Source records
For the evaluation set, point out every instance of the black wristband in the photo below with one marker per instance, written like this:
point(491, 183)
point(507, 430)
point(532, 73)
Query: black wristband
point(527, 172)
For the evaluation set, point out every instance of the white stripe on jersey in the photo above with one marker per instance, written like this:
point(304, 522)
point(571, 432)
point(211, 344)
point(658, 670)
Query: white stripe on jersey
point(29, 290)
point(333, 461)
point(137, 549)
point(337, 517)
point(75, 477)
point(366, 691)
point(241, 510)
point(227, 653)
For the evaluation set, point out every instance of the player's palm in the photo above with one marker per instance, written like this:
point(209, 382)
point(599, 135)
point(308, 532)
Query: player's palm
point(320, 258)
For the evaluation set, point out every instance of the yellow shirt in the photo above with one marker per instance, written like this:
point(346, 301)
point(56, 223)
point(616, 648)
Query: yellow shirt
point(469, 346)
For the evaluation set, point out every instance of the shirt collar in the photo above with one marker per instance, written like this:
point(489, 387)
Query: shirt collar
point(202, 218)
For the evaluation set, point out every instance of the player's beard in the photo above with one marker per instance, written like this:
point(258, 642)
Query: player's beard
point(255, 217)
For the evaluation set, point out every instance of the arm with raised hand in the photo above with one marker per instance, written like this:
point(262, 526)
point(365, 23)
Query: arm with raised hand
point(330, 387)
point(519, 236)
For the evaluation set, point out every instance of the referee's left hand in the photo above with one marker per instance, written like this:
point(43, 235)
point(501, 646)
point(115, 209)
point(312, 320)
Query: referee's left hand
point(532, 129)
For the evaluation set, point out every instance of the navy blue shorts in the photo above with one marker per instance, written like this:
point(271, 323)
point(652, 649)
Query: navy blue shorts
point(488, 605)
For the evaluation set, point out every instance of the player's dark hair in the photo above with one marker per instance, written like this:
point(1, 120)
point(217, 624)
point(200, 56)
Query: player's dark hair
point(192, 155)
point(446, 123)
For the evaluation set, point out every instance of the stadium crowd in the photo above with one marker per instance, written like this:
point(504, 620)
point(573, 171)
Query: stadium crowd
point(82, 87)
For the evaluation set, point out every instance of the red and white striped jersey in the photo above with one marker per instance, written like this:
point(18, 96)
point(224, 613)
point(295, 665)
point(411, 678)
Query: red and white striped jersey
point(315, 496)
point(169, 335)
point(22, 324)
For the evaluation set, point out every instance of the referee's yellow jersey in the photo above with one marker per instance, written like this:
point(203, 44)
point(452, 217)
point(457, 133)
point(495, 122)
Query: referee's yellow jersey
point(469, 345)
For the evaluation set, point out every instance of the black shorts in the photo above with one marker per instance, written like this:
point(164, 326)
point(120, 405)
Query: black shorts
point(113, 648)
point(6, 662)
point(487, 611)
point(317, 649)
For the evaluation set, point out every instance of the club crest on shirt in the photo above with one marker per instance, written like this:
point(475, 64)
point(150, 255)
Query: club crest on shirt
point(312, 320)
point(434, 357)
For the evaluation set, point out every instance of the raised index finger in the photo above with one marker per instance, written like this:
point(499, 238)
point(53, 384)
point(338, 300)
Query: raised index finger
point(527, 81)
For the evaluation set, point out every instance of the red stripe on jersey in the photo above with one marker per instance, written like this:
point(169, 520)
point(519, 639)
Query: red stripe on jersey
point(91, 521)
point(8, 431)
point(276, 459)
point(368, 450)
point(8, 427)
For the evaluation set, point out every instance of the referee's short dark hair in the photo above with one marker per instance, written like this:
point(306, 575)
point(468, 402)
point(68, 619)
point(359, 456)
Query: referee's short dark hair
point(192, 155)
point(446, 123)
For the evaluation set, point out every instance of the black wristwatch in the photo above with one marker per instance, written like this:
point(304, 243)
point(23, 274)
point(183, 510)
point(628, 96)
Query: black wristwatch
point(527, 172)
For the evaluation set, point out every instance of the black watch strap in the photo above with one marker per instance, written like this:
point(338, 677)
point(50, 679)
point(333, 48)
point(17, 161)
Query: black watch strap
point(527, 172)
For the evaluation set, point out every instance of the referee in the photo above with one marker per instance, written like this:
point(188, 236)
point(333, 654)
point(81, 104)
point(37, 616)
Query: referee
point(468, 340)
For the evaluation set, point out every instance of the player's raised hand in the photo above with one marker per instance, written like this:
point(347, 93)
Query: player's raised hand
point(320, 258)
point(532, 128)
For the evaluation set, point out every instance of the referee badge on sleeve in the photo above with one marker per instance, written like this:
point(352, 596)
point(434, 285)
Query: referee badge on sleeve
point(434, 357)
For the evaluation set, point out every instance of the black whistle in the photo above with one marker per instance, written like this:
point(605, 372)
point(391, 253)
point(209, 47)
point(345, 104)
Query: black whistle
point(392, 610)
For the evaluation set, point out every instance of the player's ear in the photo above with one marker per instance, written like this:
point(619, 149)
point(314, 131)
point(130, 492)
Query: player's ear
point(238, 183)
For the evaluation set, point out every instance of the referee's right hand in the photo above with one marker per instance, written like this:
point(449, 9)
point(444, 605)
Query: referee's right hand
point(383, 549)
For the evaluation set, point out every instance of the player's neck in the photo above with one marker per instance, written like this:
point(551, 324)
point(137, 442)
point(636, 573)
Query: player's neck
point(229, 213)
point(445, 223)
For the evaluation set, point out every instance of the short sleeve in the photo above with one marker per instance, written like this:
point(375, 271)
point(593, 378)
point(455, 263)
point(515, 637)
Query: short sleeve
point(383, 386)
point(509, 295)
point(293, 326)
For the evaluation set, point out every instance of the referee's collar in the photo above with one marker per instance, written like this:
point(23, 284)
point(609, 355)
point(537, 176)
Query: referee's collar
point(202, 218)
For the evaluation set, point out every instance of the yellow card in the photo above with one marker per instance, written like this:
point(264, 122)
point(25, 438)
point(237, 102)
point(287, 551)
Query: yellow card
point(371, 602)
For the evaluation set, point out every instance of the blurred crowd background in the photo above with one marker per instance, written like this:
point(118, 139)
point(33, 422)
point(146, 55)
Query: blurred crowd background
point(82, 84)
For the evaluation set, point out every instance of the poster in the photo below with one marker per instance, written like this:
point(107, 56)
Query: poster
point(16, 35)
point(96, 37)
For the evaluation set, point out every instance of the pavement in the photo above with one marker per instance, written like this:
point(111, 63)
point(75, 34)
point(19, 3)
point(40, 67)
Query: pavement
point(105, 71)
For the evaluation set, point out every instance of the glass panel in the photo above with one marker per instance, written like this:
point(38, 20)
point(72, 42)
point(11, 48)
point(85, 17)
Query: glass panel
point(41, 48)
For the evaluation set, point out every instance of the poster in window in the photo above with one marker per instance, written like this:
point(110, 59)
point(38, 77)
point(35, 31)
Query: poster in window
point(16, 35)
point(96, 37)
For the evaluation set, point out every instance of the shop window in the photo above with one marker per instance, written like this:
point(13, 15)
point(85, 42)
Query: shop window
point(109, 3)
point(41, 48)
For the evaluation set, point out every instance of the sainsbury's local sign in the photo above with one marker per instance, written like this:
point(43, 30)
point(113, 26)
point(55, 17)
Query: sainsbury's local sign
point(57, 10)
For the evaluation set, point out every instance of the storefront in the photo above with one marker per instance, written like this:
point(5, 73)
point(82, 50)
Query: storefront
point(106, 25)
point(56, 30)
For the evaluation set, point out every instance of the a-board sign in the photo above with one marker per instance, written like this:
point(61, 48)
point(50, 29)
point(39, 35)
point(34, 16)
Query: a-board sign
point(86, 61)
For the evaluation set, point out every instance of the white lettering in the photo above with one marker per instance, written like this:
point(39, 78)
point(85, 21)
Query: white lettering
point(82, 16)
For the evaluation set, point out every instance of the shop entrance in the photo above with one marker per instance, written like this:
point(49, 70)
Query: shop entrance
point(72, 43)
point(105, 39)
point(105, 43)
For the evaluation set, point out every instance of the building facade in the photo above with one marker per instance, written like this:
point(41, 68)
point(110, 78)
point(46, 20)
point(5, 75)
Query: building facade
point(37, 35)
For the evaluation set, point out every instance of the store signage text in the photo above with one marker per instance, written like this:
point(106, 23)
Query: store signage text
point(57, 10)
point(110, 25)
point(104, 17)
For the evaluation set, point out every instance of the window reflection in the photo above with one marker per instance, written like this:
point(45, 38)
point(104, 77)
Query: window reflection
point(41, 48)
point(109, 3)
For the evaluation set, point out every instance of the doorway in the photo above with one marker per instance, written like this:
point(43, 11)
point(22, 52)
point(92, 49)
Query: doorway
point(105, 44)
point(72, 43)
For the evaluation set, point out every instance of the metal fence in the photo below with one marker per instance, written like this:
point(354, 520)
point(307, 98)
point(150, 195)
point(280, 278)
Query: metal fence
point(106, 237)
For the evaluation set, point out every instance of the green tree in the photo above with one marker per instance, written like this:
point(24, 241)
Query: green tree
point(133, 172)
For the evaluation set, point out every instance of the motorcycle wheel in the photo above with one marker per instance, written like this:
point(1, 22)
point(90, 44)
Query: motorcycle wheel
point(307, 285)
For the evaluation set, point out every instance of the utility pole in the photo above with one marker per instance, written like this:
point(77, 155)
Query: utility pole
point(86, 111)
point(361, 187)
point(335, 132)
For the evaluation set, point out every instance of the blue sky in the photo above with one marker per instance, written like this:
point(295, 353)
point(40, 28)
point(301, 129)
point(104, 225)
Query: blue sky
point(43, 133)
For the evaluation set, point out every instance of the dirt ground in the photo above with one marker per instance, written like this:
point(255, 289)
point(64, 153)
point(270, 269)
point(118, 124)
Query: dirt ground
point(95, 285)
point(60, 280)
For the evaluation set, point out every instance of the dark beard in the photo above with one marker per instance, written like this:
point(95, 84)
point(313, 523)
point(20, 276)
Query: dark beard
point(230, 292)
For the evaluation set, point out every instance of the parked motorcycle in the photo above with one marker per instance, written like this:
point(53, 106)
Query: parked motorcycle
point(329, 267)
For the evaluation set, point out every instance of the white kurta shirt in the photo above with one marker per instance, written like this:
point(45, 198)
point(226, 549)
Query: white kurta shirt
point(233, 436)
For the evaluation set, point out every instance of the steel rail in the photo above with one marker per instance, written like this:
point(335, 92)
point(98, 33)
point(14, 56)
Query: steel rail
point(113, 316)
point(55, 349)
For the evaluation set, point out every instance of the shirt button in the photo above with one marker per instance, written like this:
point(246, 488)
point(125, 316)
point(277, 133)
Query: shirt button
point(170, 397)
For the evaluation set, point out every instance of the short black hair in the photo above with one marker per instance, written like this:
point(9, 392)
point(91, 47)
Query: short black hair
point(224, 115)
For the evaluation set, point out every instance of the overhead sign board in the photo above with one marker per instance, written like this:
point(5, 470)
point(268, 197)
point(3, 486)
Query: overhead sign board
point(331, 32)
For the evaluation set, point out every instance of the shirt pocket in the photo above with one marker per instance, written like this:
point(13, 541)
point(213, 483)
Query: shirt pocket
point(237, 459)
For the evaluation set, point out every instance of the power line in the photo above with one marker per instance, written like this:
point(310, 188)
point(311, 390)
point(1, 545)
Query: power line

* [PROBLEM REQUIREMENTS]:
Copy out the items above without any changes, from the line containing "For the evaluation set, point out every instance of the utility" through the line containing "point(43, 133)", both included.

* [OUTPUT OF THE TASK]:
For the evaluation set, point out every instance of the utility pole in the photo above with one marker per instance, written like this:
point(77, 155)
Query: utility pole
point(86, 111)
point(361, 187)
point(335, 132)
For the evaluation set, point out every instance of the blue sky in the photo above with one marker per instance, written like this:
point(295, 353)
point(40, 28)
point(301, 129)
point(104, 225)
Query: blue sky
point(43, 133)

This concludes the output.